TASK DETAILS » Nothing but the lines from the one that contains "Intersection-audit request. Target: mountain ridge" through the end of the listing should appear, set down exactly.

· · · · · · ·

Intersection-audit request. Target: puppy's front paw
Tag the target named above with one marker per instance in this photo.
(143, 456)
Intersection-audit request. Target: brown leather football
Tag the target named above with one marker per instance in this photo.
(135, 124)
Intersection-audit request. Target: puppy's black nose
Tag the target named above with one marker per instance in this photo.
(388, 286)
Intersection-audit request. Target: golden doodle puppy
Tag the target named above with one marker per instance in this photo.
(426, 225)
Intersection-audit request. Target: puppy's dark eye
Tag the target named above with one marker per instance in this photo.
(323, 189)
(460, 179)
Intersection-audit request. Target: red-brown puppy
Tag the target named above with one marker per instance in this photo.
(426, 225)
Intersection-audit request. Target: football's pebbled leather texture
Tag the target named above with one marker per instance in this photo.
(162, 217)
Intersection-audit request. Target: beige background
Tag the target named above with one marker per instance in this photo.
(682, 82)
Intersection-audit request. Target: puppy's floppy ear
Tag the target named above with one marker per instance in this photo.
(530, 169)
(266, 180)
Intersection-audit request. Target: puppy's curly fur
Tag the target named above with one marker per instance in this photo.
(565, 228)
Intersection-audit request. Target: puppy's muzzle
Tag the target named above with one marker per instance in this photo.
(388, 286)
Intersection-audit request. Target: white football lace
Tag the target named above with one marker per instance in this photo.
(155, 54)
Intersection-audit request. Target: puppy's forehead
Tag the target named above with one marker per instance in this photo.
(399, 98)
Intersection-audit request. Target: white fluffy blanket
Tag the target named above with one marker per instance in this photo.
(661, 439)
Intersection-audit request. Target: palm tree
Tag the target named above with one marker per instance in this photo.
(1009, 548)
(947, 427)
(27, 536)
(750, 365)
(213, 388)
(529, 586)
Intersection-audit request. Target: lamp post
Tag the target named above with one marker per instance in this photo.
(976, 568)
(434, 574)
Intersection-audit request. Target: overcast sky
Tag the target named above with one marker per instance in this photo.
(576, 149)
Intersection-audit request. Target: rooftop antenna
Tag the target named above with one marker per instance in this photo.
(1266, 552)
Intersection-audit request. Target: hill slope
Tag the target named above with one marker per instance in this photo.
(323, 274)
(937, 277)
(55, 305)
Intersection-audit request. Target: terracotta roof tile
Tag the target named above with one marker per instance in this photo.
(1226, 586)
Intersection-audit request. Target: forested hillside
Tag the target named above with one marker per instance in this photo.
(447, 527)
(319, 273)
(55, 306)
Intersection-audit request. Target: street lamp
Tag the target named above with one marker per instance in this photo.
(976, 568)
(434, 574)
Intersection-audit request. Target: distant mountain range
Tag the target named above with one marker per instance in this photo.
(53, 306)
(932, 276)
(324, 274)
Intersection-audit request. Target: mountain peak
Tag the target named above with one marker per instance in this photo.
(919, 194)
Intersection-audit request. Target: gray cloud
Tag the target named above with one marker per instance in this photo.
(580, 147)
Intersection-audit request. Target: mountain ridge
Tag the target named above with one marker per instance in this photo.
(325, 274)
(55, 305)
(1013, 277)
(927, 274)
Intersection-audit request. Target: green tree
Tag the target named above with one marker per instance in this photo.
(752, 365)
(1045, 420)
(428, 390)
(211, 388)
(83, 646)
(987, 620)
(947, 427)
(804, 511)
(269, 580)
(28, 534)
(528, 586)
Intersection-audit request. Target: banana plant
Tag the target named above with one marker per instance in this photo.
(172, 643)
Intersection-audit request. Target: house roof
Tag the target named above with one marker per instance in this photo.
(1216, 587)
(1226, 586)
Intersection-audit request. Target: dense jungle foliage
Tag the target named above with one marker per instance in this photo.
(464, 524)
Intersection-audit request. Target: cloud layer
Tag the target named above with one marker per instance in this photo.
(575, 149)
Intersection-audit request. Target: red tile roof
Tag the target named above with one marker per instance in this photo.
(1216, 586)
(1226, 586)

· · · · · · ·

RESULT FOR THIS EXERCISE »
Intersection-audit request. Target: mountain ridge
Tag the target named above with one marker per instance in this photo.
(325, 274)
(55, 305)
(1013, 277)
(927, 274)
Intersection-audit request. Target: green tree
Tag the target named above with one marker per instance in this photo.
(752, 365)
(1045, 420)
(428, 390)
(211, 388)
(83, 646)
(987, 620)
(947, 427)
(804, 511)
(269, 580)
(28, 534)
(528, 586)
Intersection-audit request. Target: banana plant
Tag the target named above with one marker per instance in this photo.
(172, 643)
Intersection-audit request. Target: house roof
Tag the target named above with one marker per instance in this photo.
(1216, 587)
(1226, 586)
Intersection-audit request. Target: dense jungle foliage
Tag the target named above with one marker per instance in this photo.
(464, 524)
Intersection-audit request. Target: cloud layer
Tag the target named above with one marker per instance in this photo.
(575, 149)
Intersection-audit request. Target: red tile roof
Tag the target named above with one marker per instance in this photo.
(1216, 586)
(1226, 586)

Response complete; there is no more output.